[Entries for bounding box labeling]
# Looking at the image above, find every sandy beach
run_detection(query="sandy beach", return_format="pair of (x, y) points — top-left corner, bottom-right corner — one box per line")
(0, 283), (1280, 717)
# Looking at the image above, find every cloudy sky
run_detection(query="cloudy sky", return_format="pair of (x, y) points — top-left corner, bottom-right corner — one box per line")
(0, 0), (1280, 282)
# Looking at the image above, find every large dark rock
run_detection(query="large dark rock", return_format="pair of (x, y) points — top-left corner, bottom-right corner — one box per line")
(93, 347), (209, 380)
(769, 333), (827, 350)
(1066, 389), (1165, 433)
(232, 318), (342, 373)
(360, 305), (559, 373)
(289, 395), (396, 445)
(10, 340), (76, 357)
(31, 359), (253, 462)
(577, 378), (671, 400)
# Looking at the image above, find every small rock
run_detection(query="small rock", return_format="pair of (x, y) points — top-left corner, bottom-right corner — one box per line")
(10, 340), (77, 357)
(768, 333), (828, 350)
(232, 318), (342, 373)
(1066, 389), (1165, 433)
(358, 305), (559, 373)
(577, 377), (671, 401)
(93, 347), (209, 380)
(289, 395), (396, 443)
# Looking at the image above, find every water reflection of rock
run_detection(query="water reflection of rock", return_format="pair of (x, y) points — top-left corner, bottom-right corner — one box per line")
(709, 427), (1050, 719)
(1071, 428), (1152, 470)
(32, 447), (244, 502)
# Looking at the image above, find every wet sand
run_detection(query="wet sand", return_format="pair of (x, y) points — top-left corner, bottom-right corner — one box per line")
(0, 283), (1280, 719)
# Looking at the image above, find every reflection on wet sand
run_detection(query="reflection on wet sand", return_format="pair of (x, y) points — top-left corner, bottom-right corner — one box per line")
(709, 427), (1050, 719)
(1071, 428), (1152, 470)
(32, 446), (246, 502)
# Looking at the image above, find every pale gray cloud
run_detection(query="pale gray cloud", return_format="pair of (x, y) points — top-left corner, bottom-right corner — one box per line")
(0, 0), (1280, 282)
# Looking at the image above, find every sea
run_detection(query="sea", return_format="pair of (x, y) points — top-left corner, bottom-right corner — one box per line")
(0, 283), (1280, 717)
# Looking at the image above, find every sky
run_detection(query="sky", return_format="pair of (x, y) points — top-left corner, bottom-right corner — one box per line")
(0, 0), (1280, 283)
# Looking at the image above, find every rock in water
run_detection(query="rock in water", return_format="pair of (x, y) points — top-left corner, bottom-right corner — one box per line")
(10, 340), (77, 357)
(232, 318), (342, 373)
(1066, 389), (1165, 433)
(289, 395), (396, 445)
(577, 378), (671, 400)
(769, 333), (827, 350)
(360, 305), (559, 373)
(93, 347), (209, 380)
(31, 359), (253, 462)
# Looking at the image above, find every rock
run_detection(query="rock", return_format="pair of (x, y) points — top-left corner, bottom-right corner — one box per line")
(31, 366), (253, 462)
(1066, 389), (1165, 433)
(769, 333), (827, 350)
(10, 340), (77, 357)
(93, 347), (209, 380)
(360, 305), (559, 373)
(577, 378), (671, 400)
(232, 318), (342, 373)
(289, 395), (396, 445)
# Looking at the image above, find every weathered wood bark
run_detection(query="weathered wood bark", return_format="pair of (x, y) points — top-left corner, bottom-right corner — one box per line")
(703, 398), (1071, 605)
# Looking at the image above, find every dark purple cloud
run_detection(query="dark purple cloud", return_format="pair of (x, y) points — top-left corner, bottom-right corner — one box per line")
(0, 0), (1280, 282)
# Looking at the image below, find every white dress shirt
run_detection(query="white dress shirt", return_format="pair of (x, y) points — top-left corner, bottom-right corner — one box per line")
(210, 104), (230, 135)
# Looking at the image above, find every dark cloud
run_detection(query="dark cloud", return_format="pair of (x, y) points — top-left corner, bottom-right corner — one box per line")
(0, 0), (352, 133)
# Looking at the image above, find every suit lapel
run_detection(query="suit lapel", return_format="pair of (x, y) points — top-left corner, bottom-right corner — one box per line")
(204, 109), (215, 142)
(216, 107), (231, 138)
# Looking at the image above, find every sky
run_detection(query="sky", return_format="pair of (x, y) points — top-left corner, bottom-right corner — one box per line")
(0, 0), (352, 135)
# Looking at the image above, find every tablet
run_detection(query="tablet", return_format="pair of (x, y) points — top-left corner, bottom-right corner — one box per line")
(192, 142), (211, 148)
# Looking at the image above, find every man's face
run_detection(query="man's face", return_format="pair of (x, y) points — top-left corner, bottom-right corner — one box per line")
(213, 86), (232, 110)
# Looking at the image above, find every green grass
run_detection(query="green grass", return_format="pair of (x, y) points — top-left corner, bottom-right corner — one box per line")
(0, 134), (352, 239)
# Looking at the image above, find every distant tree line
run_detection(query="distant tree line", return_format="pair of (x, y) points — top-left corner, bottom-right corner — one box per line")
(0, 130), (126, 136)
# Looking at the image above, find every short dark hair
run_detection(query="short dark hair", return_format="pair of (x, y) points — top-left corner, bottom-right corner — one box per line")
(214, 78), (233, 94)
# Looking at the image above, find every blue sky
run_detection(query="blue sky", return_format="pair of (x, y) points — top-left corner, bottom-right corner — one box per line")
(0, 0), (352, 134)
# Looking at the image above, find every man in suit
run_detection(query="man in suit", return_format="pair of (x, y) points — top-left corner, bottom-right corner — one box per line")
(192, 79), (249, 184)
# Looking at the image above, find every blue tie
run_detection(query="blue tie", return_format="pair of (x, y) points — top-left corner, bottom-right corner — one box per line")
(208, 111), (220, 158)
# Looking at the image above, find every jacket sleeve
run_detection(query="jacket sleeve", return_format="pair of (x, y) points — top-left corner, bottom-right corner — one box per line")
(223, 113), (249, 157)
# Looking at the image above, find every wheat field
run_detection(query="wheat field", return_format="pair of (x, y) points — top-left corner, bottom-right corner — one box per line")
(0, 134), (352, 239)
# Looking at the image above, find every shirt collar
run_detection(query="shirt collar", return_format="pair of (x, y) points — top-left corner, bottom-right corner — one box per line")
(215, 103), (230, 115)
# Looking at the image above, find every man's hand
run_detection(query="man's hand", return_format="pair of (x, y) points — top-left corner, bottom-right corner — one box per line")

GOAL>
Update all the entries by changing "top-left corner" to "upper-left corner" wherever it occurs, with nothing else altered.

SOLUTION TO THIS EXERCISE>
# Looking at the image above, find every sandy beach
run_detection(query="sandy beach", return_format="pair of (x, y) points — upper-left corner, bottom-right corner — one box per line")
(0, 283), (1280, 717)
# Looking at the image above, find every cloudy sky
run_detection(query="cloudy sky", return_format="pair of (x, y) points — upper-left corner, bottom-right corner — one box per line")
(0, 0), (1280, 282)
# Looking at the image above, find every large dark rock
run_detection(query="large dark rock", return_format="pair of (x, y) points — upper-left corner, bottom-right corner — one box per line")
(93, 347), (209, 380)
(769, 333), (827, 350)
(1066, 389), (1165, 433)
(232, 318), (342, 373)
(360, 305), (559, 373)
(289, 395), (396, 445)
(10, 340), (76, 357)
(31, 359), (253, 462)
(577, 378), (671, 400)
# Looking at the image above, find every small rock
run_detection(query="small rock", return_format="pair of (x, y) points — upper-left corner, bottom-right corner — one box per line")
(10, 340), (77, 357)
(768, 333), (828, 350)
(232, 318), (342, 373)
(1066, 389), (1165, 433)
(358, 305), (559, 373)
(577, 377), (671, 401)
(93, 347), (209, 380)
(289, 395), (396, 443)
# Looking at the image above, find every water reflection of rock
run_detection(query="water reflection of rock", return_format="pair of (x, y) points — upper-left corner, bottom-right corner — one box per line")
(709, 427), (1050, 719)
(1071, 428), (1152, 470)
(32, 447), (244, 502)
# Looking at the image above, find every wet sand
run_detection(query="wet sand", return_format="pair of (x, y) points — upper-left corner, bottom-right corner — one box per line")
(0, 283), (1280, 719)
# Looking at the image above, find every reflection on wet sand
run_detection(query="reflection on wet sand", return_format="pair of (x, y) points — upper-left corner, bottom-right corner — one box per line")
(709, 427), (1050, 719)
(1071, 428), (1152, 470)
(32, 446), (246, 502)
# Looking at the image above, find every pale gray cloud
run_detection(query="pale gray cloud", return_format="pair of (x, y) points — upper-left corner, bottom-right corner — one box per line")
(0, 0), (1280, 282)
# Looking at the image above, find every sea
run_detection(query="sea", return_format="pair of (x, y) points — upper-left corner, bottom-right corner — one box per line")
(0, 283), (1280, 717)
# Looking at the image above, find every sky
run_detection(query="sky", return_format="pair of (x, y) points — upper-left corner, bottom-right corner — one box per line")
(0, 0), (1280, 283)
# Looking at the image above, find every rock in water
run_detection(query="rock in water", return_format="pair of (x, y) points — upper-left corner, bottom-right corner — one box per line")
(10, 340), (77, 357)
(232, 318), (342, 373)
(1066, 389), (1165, 433)
(289, 395), (396, 445)
(577, 378), (671, 400)
(769, 333), (827, 350)
(360, 305), (559, 373)
(93, 347), (209, 380)
(31, 359), (253, 462)
# Looking at the image above, find every rock
run_detection(query="rock", return_format="pair of (x, y) points — upper-left corner, bottom-right corner — one box per line")
(31, 366), (253, 462)
(1066, 389), (1165, 433)
(769, 333), (827, 350)
(10, 340), (77, 357)
(93, 347), (209, 380)
(360, 305), (559, 373)
(577, 378), (671, 400)
(232, 318), (342, 373)
(289, 395), (396, 445)
# Looking at the image above, find every weathered wood bark
run_detection(query="weathered wood bark", return_format="pair of (x, y) points — upper-left corner, bottom-right corner — one box per line")
(703, 398), (1071, 605)
# Looking at the image above, find every dark purple cloud
run_detection(query="dark purple cloud", return_format="pair of (x, y) points — upper-left corner, bottom-right corner — one box per line")
(0, 0), (1280, 282)
# Looking at the image below, find every white dress shirt
run_detection(query="white dress shirt", return_format="pair of (x, y) points — upper-left corner, bottom-right corner — one box per line")
(210, 104), (230, 135)
# Looking at the image above, find every dark cloud
run_detection(query="dark cloud", return_format="pair of (x, y) points — upper-left corner, bottom-right corner — one box per line")
(0, 0), (352, 133)
# Looking at the image above, find every suit lapel
run_detection(query="suit lapel", return_format="pair of (x, y) points — upper-left corner, bottom-right corner — one box per line")
(204, 109), (215, 142)
(216, 107), (231, 138)
# Looking at the image above, find every sky
run_detection(query="sky", return_format="pair of (x, y) points — upper-left corner, bottom-right corner — one box per line")
(0, 0), (352, 135)
# Looking at the image above, find every tablet
run_detection(query="tablet", return_format="pair of (x, y) points — upper-left corner, bottom-right corner — one box per line")
(192, 142), (211, 148)
# Looking at the image above, find every man's face
run_detection(query="man's face", return_format="pair of (x, y) points — upper-left corner, bottom-right corner — one box per line")
(213, 86), (232, 110)
# Looking at the image above, find every green grass
run_detection(query="green grass", return_format="pair of (x, y) points — upper-left corner, bottom-right corner — one box per line")
(0, 134), (352, 239)
# Looking at the image above, find every distant tree line
run_detection(query="distant tree line", return_format="pair of (x, y) points — upper-left corner, bottom-right corner — one box per line")
(0, 130), (126, 136)
# Looking at the image above, find every short dark hair
run_detection(query="short dark hair", return_format="pair of (x, y) points — upper-left corner, bottom-right corner — one box per line")
(214, 78), (233, 94)
# Looking at the image above, find every blue sky
run_detection(query="blue sky", return_format="pair of (x, y) points — upper-left corner, bottom-right corner — one box per line")
(0, 0), (352, 134)
# Looking at the image above, find every man in suit
run_detection(query="man in suit", return_format="pair of (x, y) points — upper-left corner, bottom-right corner — one box per line")
(192, 79), (249, 184)
# Looking at the image above, find every blue tie
run_detection(query="blue tie", return_format="pair of (x, y) points — upper-left corner, bottom-right corner — one box per line")
(208, 111), (220, 158)
# Looking at the image above, find every jacket sleeve
run_detection(query="jacket sleeve", return_format="pair of (x, y) points — upper-left corner, bottom-right corner — one box per line")
(223, 113), (249, 157)
# Looking at the image above, find every wheat field
run_detection(query="wheat field", return_format="pair of (x, y) points — upper-left corner, bottom-right corner — one box per line")
(0, 134), (352, 239)
# Looking at the image above, find every shirt collar
run_detection(query="shirt collar", return_format="pair of (x, y) points — upper-left corner, bottom-right corner — one box per line")
(215, 103), (230, 115)
# Looking at the image above, find every man's hand
run_detection(query="man's hand", return_format="pair of (x, y) points — upper-left corner, bottom-right corner — one box per line")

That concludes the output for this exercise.